**Requirement:** Starting with the line that contains "Locate the street lamp" and going on through the end of the records, give each line again, with every x and y coordinate in the answers multiplied by 1.25 and rounded to a whole number, halves rounding up.
──────── Entries supplied ────────
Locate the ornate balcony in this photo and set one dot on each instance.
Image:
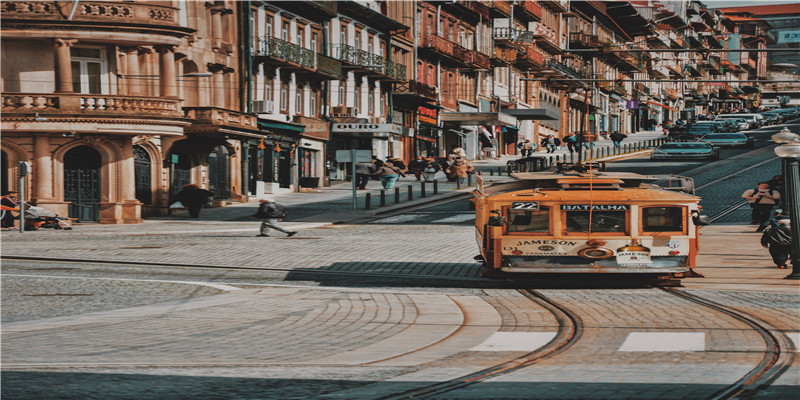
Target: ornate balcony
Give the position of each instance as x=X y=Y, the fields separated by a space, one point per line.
x=222 y=117
x=546 y=37
x=89 y=105
x=530 y=58
x=512 y=37
x=113 y=12
x=285 y=54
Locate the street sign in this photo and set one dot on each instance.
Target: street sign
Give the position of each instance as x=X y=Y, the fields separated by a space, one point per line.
x=346 y=155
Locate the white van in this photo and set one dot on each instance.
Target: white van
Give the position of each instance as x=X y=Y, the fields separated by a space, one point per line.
x=756 y=120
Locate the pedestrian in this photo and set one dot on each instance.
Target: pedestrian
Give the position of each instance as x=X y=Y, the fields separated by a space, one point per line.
x=457 y=151
x=778 y=240
x=270 y=213
x=762 y=199
x=527 y=148
x=417 y=166
x=431 y=168
x=9 y=202
x=193 y=198
x=363 y=172
x=617 y=137
x=550 y=143
x=459 y=171
x=571 y=140
x=388 y=173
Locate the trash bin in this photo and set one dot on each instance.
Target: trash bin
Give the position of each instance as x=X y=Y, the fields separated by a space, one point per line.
x=309 y=181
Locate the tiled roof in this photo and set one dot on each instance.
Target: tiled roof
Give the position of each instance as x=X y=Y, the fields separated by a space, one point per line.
x=773 y=9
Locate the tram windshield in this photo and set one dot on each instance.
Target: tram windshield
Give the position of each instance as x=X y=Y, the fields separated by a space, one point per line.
x=602 y=221
x=529 y=220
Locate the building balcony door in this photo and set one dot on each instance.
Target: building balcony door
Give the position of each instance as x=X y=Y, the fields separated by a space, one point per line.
x=82 y=183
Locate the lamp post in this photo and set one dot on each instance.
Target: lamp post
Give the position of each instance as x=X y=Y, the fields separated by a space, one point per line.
x=789 y=152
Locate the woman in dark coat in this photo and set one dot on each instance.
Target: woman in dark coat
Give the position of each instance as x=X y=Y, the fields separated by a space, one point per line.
x=193 y=198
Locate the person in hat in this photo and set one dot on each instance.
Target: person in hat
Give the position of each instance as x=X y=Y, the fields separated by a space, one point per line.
x=270 y=213
x=778 y=240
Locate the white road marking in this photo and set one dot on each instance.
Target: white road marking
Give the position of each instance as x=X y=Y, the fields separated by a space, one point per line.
x=515 y=341
x=209 y=284
x=795 y=336
x=664 y=341
x=457 y=218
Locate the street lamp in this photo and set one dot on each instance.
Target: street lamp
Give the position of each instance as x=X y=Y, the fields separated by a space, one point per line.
x=789 y=152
────────
**Expected answer:**
Locate the street lamp in this photo and set one dot on each instance.
Target: street lamp
Give the position of each instance as x=X y=Y, the fields separated by a space, one point per line.
x=986 y=190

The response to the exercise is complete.